**PASAJE:**
┄┄┄┄┄┄┄┄┄┄
Naturalmente, el niño Jesús nos recuerda también a todos los niños del mundo, en
los cuales quiere salir a nuestro encuentro: los niños que viven en la pobreza;
los que son explotados como soldados; los que no han podido experimentar nunca
el amor de sus padres; los niños enfermos y los que sufren, pero también los
alegres y sanos. Europa se ha empobrecido de niños: lo queremos todo para
nosotros mismos, y tal vez no confiamos demasiado en el futuro. Pero la tierra
carecerá de futuro si se apagan las fuerzas del corazón humano y de la razón
iluminada por el corazón, si el rostro de Dios deja de brillar sobre la tierra.
Donde está Dios, hay futuro.
┄┄┄┄┄┄┄┄┄┄
Entradas del conjunto de datos

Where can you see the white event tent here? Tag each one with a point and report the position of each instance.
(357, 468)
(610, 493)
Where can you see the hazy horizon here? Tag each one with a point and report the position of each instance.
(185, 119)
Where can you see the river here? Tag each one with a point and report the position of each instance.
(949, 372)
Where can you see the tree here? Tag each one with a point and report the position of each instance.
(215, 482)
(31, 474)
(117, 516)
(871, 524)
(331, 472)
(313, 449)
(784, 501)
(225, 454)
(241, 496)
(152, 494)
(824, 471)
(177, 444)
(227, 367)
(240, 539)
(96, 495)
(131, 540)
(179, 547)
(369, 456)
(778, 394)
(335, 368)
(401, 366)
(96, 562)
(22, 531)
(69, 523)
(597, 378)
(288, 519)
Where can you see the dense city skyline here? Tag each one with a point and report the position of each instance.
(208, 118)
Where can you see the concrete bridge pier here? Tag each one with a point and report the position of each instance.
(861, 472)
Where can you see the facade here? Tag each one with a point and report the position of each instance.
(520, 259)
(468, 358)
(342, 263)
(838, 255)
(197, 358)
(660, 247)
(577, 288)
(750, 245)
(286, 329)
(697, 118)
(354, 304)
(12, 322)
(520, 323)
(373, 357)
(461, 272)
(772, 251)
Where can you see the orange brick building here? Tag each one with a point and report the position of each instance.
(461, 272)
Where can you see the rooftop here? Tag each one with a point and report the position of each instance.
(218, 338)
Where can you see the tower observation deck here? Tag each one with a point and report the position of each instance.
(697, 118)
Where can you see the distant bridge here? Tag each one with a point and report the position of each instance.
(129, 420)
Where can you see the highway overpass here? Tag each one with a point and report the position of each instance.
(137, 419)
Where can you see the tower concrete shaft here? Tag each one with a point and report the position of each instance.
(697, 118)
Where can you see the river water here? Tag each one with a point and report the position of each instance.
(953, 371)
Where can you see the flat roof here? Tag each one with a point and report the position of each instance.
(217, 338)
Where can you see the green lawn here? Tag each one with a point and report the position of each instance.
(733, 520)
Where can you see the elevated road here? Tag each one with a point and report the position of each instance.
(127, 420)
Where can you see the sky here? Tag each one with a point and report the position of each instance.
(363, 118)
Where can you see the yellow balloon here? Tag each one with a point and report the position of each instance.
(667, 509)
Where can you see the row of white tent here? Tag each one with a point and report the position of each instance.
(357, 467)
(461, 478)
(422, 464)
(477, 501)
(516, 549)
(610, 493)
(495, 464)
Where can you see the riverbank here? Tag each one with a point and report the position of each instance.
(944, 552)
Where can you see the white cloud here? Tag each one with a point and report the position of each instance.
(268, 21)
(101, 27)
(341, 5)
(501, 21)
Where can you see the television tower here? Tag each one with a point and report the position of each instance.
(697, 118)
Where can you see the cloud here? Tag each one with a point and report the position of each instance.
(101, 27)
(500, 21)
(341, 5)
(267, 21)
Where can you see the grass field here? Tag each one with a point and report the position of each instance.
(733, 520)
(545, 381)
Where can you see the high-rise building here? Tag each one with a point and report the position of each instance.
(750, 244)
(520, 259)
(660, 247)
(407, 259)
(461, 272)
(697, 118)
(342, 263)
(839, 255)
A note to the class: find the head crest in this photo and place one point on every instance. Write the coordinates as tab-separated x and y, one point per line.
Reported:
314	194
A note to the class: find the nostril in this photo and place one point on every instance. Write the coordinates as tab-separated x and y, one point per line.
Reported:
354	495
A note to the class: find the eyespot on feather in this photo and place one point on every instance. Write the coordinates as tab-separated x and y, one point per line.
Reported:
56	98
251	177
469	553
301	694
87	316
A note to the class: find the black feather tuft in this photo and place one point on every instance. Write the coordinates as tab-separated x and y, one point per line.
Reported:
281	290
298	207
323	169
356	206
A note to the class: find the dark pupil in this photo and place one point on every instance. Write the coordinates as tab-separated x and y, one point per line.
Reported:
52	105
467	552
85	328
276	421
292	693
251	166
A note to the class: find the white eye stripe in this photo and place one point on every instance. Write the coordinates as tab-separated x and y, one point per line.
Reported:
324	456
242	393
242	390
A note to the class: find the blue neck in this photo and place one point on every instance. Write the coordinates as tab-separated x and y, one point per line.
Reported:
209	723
┄┄┄┄┄┄┄┄┄┄
**TAREAS A REALIZAR:**
**a.** Indique si cada afirmación concuerda con el pasaje sobre el niño Jesús. Responda sí o no y cite literalmente las palabras que lo deciden. (i) Europa se ha empobrecido de niños. (ii) La tierra tendrá futuro aunque se apaguen las fuerzas del corazón humano. (iii) Solo se menciona a los niños que sufren, no a los alegres.
**b.** Transcriba el pasaje sobre el niño Jesús entre "Naturalmente, el niño" y "sobre la tierra.", ambos inclusive, cambiando "Europa" por "Occidente".
**c.** Prosiga el pasaje sobre el niño Jesús a partir de su última frase.
Los datos no guardan relación alguna con el pasaje.

**RESPUESTAS:**
**a.** (i) Sí: «Europa se ha empobrecido de niños». (ii) No: «la tierra carecerá de futuro si se apagan las fuerzas del corazón humano». (iii) No: «pero también los alegres y sanos».

**b.**
Naturalmente, el niño Jesús nos recuerda también a todos los niños del mundo, en
los cuales quiere salir a nuestro encuentro: los niños que viven en la pobreza;
los que son explotados como soldados; los que no han podido experimentar nunca
el amor de sus padres; los niños enfermos y los que sufren, pero también los
alegres y sanos. Occidente se ha empobrecido de niños: lo queremos todo para
nosotros mismos, y tal vez no confiamos demasiado en el futuro. Pero la tierra
carecerá de futuro si se apagan las fuerzas del corazón humano y de la razón
iluminada por el corazón, si el rostro de Dios deja de brillar sobre la tierra.

**c.**
"Mirar a Cristo": volvamos a dirigir brevemente la mirada al Crucifijo situado
sobre el altar mayor. Dios no ha redimido al mundo con la espada, sino con la
cruz. Al morir, Jesús extiende los brazos. Este es ante todo el gesto de la
Pasión: se deja clavar por nosotros, para darnos su vida. Pero los brazos
extendidos son al mismo tiempo la actitud del orante, una postura que el
sacerdote asume cuando, en la oración, extiende los brazos: Jesús transformó la
pasión, su sufrimiento y su muerte, en oración, en un acto de amor a Dios y a
los hombres. Por eso, los brazos extendidos de Cristo crucificado son también un
gesto de abrazo, con el que nos atrae hacia sí, con el que quiere estrecharnos
entre sus brazos con amor. De este modo, es imagen del Dios vivo, es Dios mismo,
y podemos ponernos en sus manos.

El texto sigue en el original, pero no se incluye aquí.